• [What to work on]: Copy every record below exactly.

=== Data rows ===

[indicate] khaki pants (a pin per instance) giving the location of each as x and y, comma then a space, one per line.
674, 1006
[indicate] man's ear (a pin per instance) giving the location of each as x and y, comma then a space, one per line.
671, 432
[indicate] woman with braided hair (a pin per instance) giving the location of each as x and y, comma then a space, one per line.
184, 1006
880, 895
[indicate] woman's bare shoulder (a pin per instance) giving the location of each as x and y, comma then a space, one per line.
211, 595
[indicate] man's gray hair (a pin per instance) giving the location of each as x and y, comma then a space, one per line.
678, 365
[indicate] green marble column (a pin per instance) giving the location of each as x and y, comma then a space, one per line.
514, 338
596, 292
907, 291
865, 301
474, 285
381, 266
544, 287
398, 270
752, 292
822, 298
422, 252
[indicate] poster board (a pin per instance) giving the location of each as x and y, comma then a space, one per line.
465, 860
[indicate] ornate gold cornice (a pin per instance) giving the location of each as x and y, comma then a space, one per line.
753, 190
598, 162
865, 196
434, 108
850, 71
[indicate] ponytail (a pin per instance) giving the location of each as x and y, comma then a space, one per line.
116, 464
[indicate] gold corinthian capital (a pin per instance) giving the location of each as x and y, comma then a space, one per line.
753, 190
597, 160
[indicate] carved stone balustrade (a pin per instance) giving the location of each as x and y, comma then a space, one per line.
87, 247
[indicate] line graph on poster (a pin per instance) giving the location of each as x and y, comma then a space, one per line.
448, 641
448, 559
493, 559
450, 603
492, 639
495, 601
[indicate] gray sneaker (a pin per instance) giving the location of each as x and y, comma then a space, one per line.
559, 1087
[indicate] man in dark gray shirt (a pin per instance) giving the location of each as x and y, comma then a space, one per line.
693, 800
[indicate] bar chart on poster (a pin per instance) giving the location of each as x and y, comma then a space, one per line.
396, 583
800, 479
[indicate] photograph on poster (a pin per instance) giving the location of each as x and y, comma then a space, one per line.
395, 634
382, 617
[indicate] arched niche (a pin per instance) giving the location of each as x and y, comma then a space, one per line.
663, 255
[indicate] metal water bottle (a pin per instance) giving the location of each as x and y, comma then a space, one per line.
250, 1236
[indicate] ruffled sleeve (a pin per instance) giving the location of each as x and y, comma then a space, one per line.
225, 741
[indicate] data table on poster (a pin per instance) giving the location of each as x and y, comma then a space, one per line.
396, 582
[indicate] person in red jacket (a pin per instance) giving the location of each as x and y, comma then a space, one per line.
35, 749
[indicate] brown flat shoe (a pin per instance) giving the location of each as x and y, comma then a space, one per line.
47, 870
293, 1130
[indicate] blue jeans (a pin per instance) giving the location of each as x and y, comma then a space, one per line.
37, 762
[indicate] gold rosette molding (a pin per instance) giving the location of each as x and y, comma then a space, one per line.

===

• [Response for this exercise]:
[indicate] khaki pants (a pin per instance) giving the location of each as x and y, comma then a space, one per line.
674, 1006
[indicate] man's ear (a pin per instance) giving the location of each as x and y, comma then a space, one per line.
671, 432
[indicate] woman with braided hair (a pin per instance) giving the location of each as x and y, comma then a space, one per line.
184, 1006
880, 895
[indicate] woman's bare shoulder (a pin per instance) giving the location of each as x and y, comma then a space, one per line.
211, 595
[indicate] man's gray hair (a pin per instance) giving the location of each as x and y, comma then a space, one per line.
678, 365
[indicate] green marble column (a pin per instance) giving the location of each as x and y, comma then a space, one per line.
514, 338
596, 292
907, 291
865, 301
474, 285
381, 266
544, 287
398, 270
752, 292
822, 298
422, 252
[indicate] poster board (a pin per instance) giving the location of each as x and y, comma then a space, one per line.
465, 860
[indicate] ornate gold cornice (a pin per instance) giving the location of each as x and y, comma then a space, one per line.
753, 190
598, 162
865, 196
434, 108
850, 71
[indicate] ponytail (a pin per instance) giving the location of each as x and y, comma then a space, one per line.
116, 464
[indicate] gold corinthian capital (a pin per instance) giving the location of each as x and y, comma then a space, one per line.
753, 190
597, 160
[indicate] carved stone balustrade (a pin per instance) giving the location of each as x and y, comma then a space, one per line.
87, 247
[indicate] line graph on poster (a pin per instance) giving the location of each as x and y, comma then a space, one per line.
448, 641
448, 559
493, 559
450, 603
492, 639
495, 601
[indicate] gray sneaker (a pin per instance) giving the location of each as x and y, comma then a space, one per line.
559, 1087
[indicate] man in dark gray shirt (a pin per instance) giving the location of each as x and y, comma then a space, one per line.
693, 800
[indicate] bar chart on poster (a pin per instance) giving the location of each as x and y, comma then a space, one per line.
396, 583
800, 479
[indicate] photograph on poster (a pin per instance) giving the location of each as x and y, comma then a space, one per line.
395, 634
382, 617
[indicate] arched niche (a pin per instance) giving the location of each as x and y, comma then a space, one per line.
663, 255
[indicate] metal water bottle (a pin per instance) giving the location of each as x and y, comma then a space, one per line.
250, 1236
[indicate] ruffled sleeve (a pin per instance) giving the location of each as x and y, comma then a space, one per line.
225, 741
[indicate] data table on poster (a pin per instance) giving the location of each as x and y, comma then a space, one per line.
396, 582
[indicate] person in red jacket (a pin per instance) giving the location of each as x and y, comma then a space, one per line.
35, 749
[indicate] brown flat shoe (a pin per instance) giving the location of each as x and y, comma then a space, one per line.
47, 870
293, 1130
[indicate] blue jeans (a pin per instance) giving the location of each as x and y, comma then a space, one per line.
37, 762
[indicate] gold rosette molding (a pin per instance) giving the location of each as x and y, comma then a space, one per line.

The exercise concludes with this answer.